▶ [WORK TO DO]:
Rewrite the lines of the records below as a JSON list of strings, one string per line, with blank lines left out. Start at the line containing "Target: wooden paneling" and run through the last line of the records, including both ends.

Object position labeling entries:
══════

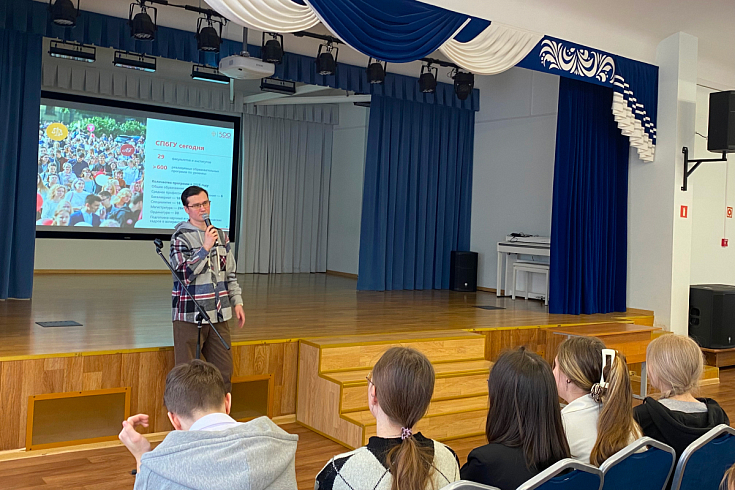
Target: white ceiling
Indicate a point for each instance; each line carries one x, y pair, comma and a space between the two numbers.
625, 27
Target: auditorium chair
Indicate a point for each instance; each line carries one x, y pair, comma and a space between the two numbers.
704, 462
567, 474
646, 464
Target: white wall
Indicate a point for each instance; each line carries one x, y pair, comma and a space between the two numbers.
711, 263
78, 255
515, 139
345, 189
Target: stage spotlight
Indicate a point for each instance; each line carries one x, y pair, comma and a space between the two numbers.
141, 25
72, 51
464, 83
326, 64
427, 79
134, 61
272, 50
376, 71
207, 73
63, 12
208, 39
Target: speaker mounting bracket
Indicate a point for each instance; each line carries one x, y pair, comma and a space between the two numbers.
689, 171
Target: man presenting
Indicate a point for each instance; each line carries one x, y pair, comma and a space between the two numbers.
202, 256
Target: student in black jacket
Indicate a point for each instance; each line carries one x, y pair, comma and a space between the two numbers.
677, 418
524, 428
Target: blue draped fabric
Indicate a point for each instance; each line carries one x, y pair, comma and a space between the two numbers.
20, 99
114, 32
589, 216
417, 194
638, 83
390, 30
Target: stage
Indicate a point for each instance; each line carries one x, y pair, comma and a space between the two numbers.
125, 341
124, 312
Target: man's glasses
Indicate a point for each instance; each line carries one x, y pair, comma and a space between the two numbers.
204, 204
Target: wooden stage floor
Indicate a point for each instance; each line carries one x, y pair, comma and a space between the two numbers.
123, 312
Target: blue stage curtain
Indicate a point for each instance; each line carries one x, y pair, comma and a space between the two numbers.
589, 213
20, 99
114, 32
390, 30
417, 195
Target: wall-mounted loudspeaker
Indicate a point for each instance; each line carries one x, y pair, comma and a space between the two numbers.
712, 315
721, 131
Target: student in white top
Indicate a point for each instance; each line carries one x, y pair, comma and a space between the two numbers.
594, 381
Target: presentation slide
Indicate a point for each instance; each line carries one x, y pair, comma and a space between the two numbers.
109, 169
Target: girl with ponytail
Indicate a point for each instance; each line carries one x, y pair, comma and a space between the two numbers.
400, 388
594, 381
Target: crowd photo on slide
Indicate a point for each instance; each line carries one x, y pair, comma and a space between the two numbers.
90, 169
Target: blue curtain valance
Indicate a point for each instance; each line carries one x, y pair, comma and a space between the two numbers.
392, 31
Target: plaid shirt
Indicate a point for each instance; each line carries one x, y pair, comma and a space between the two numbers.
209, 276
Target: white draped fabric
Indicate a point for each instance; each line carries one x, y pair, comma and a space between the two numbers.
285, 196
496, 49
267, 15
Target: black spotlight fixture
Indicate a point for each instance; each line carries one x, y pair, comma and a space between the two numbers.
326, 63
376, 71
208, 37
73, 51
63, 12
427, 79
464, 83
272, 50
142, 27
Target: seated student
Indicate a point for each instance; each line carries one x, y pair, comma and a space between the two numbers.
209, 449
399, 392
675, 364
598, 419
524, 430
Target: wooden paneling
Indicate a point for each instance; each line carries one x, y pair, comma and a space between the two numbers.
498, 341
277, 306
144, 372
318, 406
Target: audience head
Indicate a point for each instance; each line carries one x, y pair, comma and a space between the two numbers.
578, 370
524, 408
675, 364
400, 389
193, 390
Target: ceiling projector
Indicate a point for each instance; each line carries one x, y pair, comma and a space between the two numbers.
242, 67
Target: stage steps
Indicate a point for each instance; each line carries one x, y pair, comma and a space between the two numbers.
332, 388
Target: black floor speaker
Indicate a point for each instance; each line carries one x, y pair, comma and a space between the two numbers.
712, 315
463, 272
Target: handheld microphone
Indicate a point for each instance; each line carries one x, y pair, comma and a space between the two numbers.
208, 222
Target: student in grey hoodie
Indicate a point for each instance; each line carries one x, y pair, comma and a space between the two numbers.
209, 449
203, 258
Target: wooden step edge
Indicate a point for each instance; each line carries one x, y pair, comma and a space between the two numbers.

══════

▶ [WRITTEN SOLUTION]:
[
  "Target: wooden paneling",
  "Indicate a point for each instance; each line carries one x, y pair, comma and a space between the two numbers.",
  "498, 341",
  "277, 306",
  "144, 372",
  "318, 406",
  "Target: audience head",
  "Indicate a point for each instance; each line carries one x, y pair, comma and a space between the two numbers.",
  "578, 370",
  "524, 408",
  "675, 364",
  "400, 389",
  "193, 390",
  "Target: ceiling projector",
  "Indicate a point for each instance; each line carries one x, y pair, comma and a space between the two numbers.",
  "242, 67",
  "Target: stage steps",
  "Indicate a point for each instance; each line carries one x, y pair, comma and a space between the two numbers.",
  "332, 388",
  "Target: black floor speaker",
  "Indicate a point for each instance; each line carries one x, y pair, comma and a space between the two numbers.",
  "712, 315",
  "463, 272",
  "Target: handheld microphone",
  "Indicate a point for each instance; each line carries one x, y pair, comma and a space between the two numbers.",
  "208, 222",
  "Target: student in grey hoodie",
  "Indicate a point for each instance; each line carries one x, y pair, comma and a space between the two numbers.",
  "209, 449",
  "203, 258",
  "Target: wooden step edge",
  "Indicate a point for each instance; each line carries one x, y pair, comma and a space between the two numbers."
]